----- Raw data -----
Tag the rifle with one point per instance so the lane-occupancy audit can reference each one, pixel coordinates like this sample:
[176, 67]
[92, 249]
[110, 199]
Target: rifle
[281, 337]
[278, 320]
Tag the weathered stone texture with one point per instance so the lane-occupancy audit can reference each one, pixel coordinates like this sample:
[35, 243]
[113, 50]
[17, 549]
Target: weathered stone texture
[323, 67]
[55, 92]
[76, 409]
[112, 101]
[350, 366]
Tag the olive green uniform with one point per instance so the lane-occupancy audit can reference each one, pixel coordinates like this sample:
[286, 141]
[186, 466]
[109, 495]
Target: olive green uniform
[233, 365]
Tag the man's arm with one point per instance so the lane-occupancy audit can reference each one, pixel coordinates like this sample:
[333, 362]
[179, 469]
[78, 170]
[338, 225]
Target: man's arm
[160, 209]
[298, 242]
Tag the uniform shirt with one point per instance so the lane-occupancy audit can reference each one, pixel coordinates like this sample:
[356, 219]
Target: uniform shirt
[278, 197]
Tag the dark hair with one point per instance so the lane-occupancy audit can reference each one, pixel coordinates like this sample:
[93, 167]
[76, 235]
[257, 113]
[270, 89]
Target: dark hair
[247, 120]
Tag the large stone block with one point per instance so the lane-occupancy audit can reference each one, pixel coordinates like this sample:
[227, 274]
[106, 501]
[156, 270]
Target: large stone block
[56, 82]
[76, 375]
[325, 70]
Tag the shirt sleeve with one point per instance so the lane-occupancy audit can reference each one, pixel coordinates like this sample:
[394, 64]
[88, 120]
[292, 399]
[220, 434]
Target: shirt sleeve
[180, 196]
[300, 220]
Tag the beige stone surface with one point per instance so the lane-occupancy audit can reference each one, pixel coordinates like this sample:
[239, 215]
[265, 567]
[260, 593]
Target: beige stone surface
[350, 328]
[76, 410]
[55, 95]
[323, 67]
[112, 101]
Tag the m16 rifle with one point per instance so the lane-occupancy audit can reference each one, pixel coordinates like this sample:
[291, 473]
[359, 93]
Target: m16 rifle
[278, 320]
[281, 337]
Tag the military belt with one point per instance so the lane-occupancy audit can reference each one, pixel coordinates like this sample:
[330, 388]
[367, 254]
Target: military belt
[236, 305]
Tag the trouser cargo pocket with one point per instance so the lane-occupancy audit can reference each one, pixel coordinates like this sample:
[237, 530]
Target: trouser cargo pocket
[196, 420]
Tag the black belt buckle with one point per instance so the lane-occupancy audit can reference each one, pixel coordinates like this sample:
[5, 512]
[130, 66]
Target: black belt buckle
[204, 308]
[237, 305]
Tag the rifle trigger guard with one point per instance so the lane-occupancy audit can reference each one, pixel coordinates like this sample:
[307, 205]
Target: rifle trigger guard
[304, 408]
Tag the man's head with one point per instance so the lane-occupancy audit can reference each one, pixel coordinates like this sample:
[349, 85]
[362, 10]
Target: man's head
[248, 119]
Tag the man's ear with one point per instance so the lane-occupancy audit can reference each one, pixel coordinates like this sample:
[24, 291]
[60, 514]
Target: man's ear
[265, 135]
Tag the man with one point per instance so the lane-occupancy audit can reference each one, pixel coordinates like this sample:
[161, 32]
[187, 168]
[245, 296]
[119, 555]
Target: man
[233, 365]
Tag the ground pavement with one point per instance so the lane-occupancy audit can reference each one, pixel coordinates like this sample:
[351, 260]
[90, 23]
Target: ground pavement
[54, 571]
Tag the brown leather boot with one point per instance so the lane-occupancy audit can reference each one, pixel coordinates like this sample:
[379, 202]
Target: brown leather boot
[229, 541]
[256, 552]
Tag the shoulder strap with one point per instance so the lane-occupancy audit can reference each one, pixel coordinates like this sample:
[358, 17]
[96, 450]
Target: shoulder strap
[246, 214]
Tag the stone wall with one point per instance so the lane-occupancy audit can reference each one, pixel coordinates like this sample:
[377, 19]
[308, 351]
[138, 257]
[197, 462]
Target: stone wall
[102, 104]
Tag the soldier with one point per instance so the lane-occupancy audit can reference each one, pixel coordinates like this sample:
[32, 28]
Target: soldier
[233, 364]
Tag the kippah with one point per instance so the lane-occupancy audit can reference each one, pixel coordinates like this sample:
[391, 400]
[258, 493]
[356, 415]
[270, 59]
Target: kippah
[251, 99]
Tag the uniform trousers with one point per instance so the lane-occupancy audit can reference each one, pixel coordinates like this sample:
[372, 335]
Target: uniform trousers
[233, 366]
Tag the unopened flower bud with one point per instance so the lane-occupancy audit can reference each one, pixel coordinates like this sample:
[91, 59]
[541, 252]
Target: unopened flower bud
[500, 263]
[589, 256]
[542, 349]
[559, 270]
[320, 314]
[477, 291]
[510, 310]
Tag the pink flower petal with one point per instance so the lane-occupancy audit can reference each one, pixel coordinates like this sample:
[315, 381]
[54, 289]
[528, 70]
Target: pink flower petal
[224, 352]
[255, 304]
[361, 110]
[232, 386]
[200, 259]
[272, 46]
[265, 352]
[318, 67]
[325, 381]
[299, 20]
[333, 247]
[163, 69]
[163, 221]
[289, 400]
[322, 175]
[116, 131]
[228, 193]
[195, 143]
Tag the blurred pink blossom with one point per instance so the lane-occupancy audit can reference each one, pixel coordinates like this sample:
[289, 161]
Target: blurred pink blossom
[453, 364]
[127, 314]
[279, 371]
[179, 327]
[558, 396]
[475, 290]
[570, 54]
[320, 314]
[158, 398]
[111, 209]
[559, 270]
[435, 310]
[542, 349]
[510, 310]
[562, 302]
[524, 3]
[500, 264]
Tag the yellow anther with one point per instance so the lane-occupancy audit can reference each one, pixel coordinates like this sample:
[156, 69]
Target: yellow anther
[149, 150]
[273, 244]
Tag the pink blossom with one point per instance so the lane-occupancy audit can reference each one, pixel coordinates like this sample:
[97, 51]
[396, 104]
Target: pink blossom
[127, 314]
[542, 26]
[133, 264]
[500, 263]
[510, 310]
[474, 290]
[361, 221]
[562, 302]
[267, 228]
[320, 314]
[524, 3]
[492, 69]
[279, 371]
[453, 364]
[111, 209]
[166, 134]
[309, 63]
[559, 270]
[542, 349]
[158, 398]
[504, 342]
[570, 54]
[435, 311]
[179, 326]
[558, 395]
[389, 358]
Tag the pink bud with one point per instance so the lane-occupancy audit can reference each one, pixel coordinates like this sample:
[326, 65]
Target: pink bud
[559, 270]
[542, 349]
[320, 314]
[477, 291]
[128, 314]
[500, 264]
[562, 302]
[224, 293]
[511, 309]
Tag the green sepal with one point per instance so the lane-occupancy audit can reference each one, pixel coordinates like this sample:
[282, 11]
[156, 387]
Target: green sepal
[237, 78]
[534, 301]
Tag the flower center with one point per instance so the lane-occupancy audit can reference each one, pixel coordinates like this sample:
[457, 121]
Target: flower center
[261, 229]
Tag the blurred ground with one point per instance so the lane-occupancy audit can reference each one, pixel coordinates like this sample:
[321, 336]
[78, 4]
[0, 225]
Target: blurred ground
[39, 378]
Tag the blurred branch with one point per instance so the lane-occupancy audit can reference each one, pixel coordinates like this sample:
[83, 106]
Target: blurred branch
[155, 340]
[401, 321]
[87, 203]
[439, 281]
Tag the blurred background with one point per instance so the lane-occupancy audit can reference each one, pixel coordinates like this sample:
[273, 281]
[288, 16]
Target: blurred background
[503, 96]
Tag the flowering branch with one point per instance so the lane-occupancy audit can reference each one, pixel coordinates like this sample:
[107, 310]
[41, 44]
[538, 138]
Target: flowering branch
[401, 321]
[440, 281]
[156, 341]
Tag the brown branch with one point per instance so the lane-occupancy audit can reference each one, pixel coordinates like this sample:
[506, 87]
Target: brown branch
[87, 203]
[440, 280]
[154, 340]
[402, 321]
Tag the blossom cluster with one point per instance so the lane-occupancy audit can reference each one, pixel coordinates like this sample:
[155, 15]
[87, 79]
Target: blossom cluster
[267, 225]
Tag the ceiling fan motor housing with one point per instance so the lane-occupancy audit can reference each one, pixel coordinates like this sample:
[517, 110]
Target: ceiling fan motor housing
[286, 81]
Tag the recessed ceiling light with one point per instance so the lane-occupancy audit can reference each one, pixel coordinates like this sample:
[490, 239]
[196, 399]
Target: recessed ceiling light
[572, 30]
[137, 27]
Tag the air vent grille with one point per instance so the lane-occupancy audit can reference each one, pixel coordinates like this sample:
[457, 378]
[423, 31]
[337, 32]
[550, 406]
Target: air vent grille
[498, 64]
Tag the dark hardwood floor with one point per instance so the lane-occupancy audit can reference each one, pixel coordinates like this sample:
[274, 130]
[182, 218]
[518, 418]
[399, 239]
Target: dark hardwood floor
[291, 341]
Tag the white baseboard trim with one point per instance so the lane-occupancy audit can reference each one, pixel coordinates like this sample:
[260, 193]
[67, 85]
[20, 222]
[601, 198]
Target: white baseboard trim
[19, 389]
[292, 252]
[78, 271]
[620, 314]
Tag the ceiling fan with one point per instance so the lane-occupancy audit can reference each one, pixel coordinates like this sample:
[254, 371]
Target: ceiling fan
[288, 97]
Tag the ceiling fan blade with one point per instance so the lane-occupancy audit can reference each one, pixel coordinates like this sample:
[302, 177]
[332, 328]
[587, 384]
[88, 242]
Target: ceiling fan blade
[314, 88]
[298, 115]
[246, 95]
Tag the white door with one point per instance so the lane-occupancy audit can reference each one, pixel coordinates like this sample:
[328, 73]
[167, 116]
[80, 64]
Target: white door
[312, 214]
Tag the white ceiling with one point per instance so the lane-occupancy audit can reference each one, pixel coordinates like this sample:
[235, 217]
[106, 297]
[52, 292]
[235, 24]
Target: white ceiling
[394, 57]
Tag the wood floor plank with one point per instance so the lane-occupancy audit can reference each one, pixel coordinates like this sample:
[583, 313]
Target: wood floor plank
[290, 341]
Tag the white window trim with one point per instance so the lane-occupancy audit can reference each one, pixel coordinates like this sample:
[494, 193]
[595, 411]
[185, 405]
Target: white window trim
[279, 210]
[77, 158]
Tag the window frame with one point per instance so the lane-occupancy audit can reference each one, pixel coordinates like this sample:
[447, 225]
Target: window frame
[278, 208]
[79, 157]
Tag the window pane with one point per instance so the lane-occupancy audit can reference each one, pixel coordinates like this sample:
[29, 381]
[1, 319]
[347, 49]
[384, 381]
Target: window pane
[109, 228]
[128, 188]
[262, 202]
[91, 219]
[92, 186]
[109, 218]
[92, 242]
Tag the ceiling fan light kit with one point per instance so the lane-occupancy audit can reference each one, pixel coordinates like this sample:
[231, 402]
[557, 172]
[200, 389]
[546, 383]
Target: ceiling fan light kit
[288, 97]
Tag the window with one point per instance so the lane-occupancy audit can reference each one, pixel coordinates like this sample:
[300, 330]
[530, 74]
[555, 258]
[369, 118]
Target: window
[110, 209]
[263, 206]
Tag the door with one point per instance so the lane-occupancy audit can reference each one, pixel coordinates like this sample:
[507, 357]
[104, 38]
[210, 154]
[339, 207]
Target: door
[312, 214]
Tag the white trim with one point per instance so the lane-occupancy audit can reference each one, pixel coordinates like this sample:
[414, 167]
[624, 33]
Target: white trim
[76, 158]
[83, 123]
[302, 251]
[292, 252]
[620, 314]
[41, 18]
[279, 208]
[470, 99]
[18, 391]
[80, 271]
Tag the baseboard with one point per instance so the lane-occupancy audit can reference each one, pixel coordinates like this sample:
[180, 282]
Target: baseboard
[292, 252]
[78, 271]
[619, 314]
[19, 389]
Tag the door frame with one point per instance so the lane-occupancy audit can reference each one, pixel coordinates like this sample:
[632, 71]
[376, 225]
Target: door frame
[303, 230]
-----
Work instruction:
Please, from the entries above, set down exactly the lines from the one containing "Tag the recessed" through the one containing "Tag the ceiling fan blade", and only those.

Answer space:
Tag the recessed ceiling light with one point per instance so the lane-occupancy audit can reference each one, pixel coordinates like this sample:
[490, 239]
[196, 399]
Target: recessed ceiling light
[572, 30]
[137, 27]
Tag the air vent grille with one point per instance so the lane-occupancy audit can reference each one, pixel coordinates like this sample:
[457, 378]
[423, 31]
[337, 32]
[550, 406]
Target: air vent grille
[498, 64]
Tag the dark hardwood floor with one point per instance so the lane-occupancy audit can reference each one, pixel coordinates like this sample:
[274, 130]
[182, 218]
[518, 418]
[399, 239]
Target: dark hardwood floor
[291, 341]
Tag the white baseboard trim with one point per instance so the lane-occupancy audit can reference each one, pixel coordinates like this sample:
[260, 193]
[67, 85]
[20, 222]
[601, 198]
Target: white baseboard trim
[19, 389]
[292, 252]
[78, 271]
[620, 314]
Tag the ceiling fan with one point per instance so the lane-occupancy audit can reference each one, pixel coordinates like this sample:
[254, 371]
Target: ceiling fan
[288, 97]
Tag the ceiling fan blade with one point per instance so the lane-occupancy audit can reference each one, pixel coordinates like this sample:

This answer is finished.